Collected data
□ □ □
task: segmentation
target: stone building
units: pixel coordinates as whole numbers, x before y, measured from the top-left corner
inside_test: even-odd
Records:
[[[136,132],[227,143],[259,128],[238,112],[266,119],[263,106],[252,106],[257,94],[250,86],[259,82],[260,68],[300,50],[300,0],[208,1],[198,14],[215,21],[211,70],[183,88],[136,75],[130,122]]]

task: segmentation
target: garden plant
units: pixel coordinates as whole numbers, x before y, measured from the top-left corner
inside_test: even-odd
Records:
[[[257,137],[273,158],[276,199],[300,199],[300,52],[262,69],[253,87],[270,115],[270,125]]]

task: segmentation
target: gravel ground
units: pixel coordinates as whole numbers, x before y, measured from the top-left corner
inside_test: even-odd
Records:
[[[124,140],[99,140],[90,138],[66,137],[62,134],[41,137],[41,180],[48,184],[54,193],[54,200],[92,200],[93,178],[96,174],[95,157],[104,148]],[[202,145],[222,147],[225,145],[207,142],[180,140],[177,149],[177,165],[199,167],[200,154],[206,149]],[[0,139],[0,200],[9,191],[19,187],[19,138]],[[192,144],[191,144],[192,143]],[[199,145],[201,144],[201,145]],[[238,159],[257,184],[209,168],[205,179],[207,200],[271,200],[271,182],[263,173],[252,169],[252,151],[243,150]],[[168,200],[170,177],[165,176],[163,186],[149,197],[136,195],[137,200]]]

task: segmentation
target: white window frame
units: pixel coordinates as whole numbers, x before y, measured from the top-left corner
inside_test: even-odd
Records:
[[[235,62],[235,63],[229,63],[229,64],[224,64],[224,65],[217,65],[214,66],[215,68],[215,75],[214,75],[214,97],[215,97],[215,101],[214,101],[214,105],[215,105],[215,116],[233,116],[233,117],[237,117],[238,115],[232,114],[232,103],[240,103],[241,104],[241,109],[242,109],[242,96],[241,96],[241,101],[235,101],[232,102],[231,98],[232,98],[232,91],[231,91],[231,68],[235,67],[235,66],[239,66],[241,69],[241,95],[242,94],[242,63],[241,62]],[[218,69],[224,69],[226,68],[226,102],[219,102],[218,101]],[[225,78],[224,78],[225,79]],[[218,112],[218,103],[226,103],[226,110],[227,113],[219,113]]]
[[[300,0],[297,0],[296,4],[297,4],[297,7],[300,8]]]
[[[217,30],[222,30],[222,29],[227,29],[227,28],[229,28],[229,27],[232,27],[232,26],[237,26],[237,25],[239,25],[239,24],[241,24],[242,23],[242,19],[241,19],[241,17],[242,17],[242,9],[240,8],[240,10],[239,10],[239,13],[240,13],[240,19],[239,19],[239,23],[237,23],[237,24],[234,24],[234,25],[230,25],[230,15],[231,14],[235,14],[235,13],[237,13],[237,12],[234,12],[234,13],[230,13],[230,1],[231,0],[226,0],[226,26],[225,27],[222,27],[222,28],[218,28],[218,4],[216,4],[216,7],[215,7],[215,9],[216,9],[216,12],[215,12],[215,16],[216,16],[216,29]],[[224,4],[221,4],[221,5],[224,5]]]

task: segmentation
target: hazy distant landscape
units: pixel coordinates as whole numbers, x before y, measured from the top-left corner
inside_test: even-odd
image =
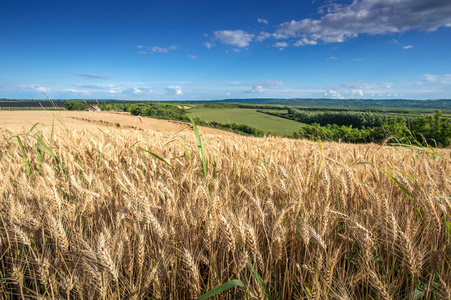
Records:
[[[80,99],[69,100],[30,100],[30,99],[0,99],[0,107],[52,107],[52,102],[58,107],[64,107],[66,101],[81,101]],[[136,103],[143,102],[140,100],[113,100],[101,99],[100,103]],[[87,99],[87,103],[97,103],[95,99]],[[147,101],[145,101],[147,102]],[[165,101],[156,101],[165,102]],[[192,101],[173,101],[180,103],[190,103]],[[443,111],[451,111],[451,99],[434,99],[434,100],[409,100],[409,99],[278,99],[278,98],[262,98],[262,99],[224,99],[224,100],[209,100],[209,101],[195,101],[193,103],[241,103],[254,105],[287,105],[287,106],[306,106],[306,107],[320,107],[320,108],[366,108],[366,109],[384,109],[397,108],[401,110],[409,109],[440,109]]]

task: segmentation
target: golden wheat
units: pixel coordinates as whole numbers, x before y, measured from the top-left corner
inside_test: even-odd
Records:
[[[0,298],[449,298],[449,149],[207,135],[205,176],[189,132],[42,129],[55,157],[23,133],[0,129]]]

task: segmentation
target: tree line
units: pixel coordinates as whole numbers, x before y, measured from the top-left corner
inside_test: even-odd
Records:
[[[315,122],[311,126],[301,128],[291,137],[349,143],[377,143],[387,138],[394,138],[405,144],[448,147],[451,145],[451,120],[443,117],[440,110],[435,110],[433,115],[427,117],[417,119],[395,118],[382,123],[380,126],[373,127],[361,126],[359,128],[338,124],[321,125]]]
[[[288,108],[287,117],[307,124],[317,123],[321,126],[336,124],[354,128],[376,127],[390,122],[396,117],[378,112],[366,111],[309,111],[294,107]]]

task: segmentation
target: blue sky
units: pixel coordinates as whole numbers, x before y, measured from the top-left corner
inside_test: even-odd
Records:
[[[3,0],[0,98],[451,98],[450,0]]]

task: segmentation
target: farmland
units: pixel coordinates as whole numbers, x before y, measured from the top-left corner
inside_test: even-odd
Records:
[[[237,123],[254,126],[265,133],[272,132],[277,135],[289,135],[306,124],[262,114],[257,109],[242,108],[192,108],[188,115],[199,117],[206,121],[221,123]]]
[[[1,298],[449,299],[449,149],[107,114],[0,118]]]

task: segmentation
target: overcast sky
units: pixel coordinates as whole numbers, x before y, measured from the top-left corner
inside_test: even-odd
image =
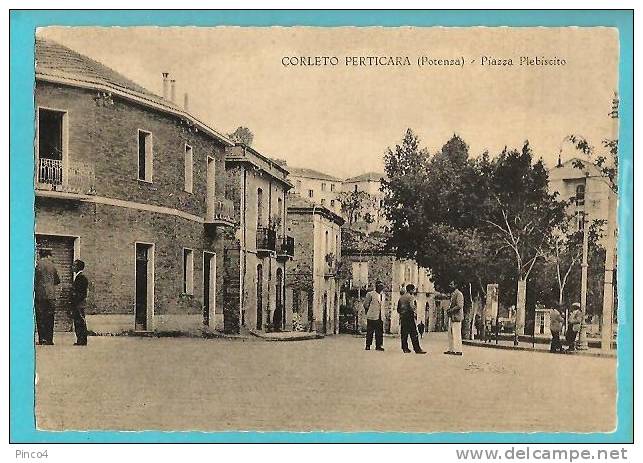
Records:
[[[572,149],[612,136],[618,36],[605,28],[47,28],[53,39],[177,100],[221,132],[237,126],[253,146],[289,165],[339,177],[383,171],[383,153],[407,127],[438,150],[453,133],[472,155],[529,139],[553,166]],[[519,66],[520,56],[565,66]],[[284,56],[336,56],[334,67],[285,67]],[[345,66],[346,56],[408,56],[411,66]],[[419,67],[418,56],[464,57],[462,67]],[[481,66],[483,56],[515,66]],[[471,64],[470,61],[476,62]]]

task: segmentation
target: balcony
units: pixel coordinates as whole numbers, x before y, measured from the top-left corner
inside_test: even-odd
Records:
[[[295,239],[292,236],[284,236],[277,242],[277,258],[283,260],[292,259],[295,255]]]
[[[324,257],[324,276],[334,277],[337,274],[337,260],[332,252]]]
[[[266,255],[277,250],[277,232],[271,228],[257,227],[257,254]]]
[[[94,169],[88,164],[63,163],[60,159],[40,158],[36,190],[40,196],[82,198],[96,194]]]
[[[234,227],[236,224],[234,204],[229,199],[215,200],[206,213],[206,227]]]

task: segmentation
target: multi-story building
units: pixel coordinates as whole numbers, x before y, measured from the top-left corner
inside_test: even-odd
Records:
[[[288,233],[295,254],[286,264],[287,294],[299,323],[320,334],[339,332],[341,226],[330,209],[297,194],[288,199]]]
[[[577,167],[582,163],[583,168]],[[549,170],[549,190],[558,192],[559,198],[572,200],[568,213],[576,218],[576,228],[582,229],[583,211],[588,220],[608,221],[615,218],[616,193],[610,188],[609,179],[593,164],[573,158]],[[606,230],[603,230],[603,240]],[[605,241],[604,241],[605,243]]]
[[[384,214],[383,201],[384,193],[381,191],[382,179],[385,174],[379,172],[367,172],[356,177],[347,178],[342,183],[342,191],[346,193],[363,191],[368,193],[369,201],[366,201],[362,210],[356,215],[358,228],[368,233],[384,231],[388,221]]]
[[[238,256],[238,291],[235,306],[241,326],[251,330],[283,330],[292,327],[292,311],[286,311],[286,261],[294,240],[286,230],[288,171],[256,150],[237,145],[226,150],[226,195],[232,198],[240,218],[235,246]],[[232,256],[230,256],[232,257]]]
[[[338,194],[342,191],[341,179],[313,169],[288,167],[288,170],[295,193],[341,215],[342,207],[337,200]]]
[[[160,81],[160,79],[159,79]],[[56,43],[36,40],[35,241],[62,277],[86,263],[95,332],[227,328],[225,199],[232,143],[168,98]],[[172,82],[172,95],[174,95]]]

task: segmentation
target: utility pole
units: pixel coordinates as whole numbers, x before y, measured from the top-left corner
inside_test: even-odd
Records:
[[[618,140],[618,95],[612,100],[612,139]],[[603,313],[601,323],[601,349],[612,349],[614,316],[614,255],[616,245],[617,195],[610,185],[607,197],[607,236],[605,239],[605,279],[603,283]]]
[[[589,248],[589,220],[587,220],[587,177],[585,177],[585,202],[583,205],[583,262],[581,264],[580,279],[580,310],[583,314],[583,321],[580,325],[578,349],[587,350],[587,329],[585,327],[585,314],[587,313],[587,254]]]

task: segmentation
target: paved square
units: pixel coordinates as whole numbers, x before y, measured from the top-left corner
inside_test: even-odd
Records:
[[[611,431],[616,360],[466,347],[59,335],[37,346],[47,430]]]

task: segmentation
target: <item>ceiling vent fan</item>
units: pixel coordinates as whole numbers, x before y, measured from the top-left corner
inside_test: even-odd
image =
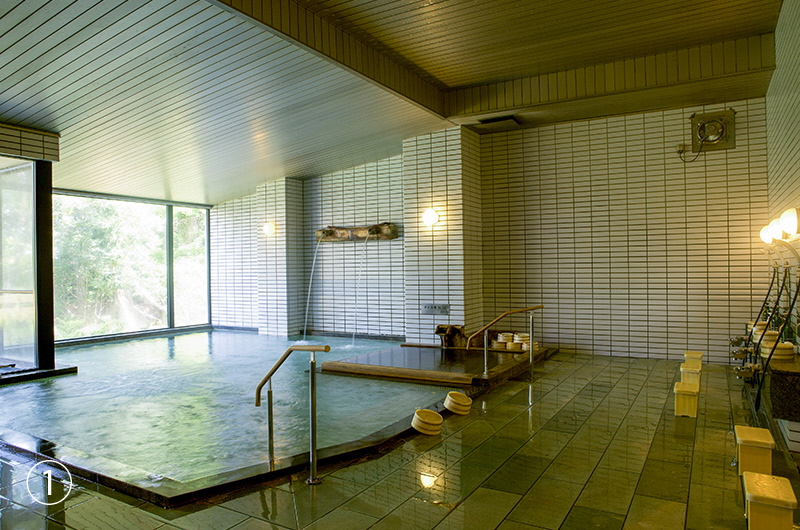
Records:
[[[478,123],[472,125],[472,127],[479,133],[490,133],[513,131],[519,129],[521,125],[522,122],[514,116],[498,116],[496,118],[478,120]]]

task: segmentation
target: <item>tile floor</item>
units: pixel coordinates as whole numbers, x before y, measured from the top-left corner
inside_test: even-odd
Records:
[[[677,362],[560,354],[446,415],[441,436],[321,468],[318,486],[299,474],[175,510],[87,482],[46,507],[4,473],[0,529],[745,529],[742,382],[706,366],[695,420],[674,416],[676,378]]]

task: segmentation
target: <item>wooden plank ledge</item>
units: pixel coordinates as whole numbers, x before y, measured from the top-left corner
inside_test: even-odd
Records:
[[[373,377],[391,377],[392,379],[411,379],[414,381],[434,381],[457,385],[471,385],[473,374],[460,372],[439,372],[419,370],[417,368],[399,368],[397,366],[378,366],[374,364],[347,363],[341,361],[325,361],[323,372],[338,372]]]

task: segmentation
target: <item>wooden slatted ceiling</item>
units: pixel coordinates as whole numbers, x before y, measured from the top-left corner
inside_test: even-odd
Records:
[[[448,125],[204,0],[0,5],[0,122],[61,134],[54,185],[216,204]]]
[[[297,0],[441,87],[768,33],[780,0]]]

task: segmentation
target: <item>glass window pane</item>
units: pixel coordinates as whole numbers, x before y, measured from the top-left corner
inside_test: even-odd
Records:
[[[56,339],[167,326],[166,207],[53,197]]]
[[[36,340],[33,242],[33,164],[0,157],[0,357],[29,363]]]
[[[175,325],[208,323],[206,210],[172,209]]]

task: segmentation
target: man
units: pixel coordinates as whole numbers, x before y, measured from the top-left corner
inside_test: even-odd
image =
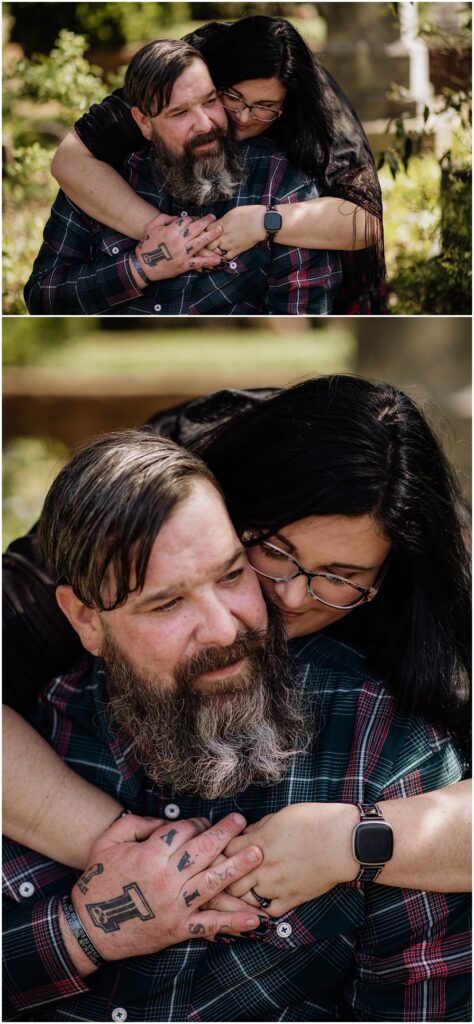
□ □ □
GOAL OF THE EXERCISE: Nothing but the lines from the first line of the data through the line with "target: gravel ground" should be returned, exactly as they appear, both ends included.

REPLY TO THE TASK:
task: segmentation
target: stone building
units: pixel coordinates as whole numbers, x before y, measured from the top-left corner
inside_test: even-odd
Records:
[[[136,132],[227,143],[259,128],[238,112],[266,119],[263,106],[252,106],[257,94],[250,86],[259,82],[260,68],[300,50],[300,0],[208,1],[198,14],[215,21],[211,70],[183,88],[136,75],[130,122]]]

task: segmentation
target: garden plant
units: pixel coordinates as whole numbers, x before y, measured from the top-left corner
inside_test: even-odd
Records:
[[[257,137],[273,158],[276,199],[300,199],[300,52],[262,69],[253,87],[270,115],[270,125]]]

task: segmentation
target: gravel ground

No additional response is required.